Point annotation dataset records
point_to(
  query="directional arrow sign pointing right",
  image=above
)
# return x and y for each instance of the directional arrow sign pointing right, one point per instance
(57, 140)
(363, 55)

**Task goal**
Rewrite the records above, swapping every "pointing right" for "pointing left" and leaving everything else as it is.

**Expected answer**
point_to(
  query="directional arrow sign pointing left",
  image=above
)
# return x and y for each instance of the directional arrow sign pointing left, one point per instance
(57, 140)
(363, 55)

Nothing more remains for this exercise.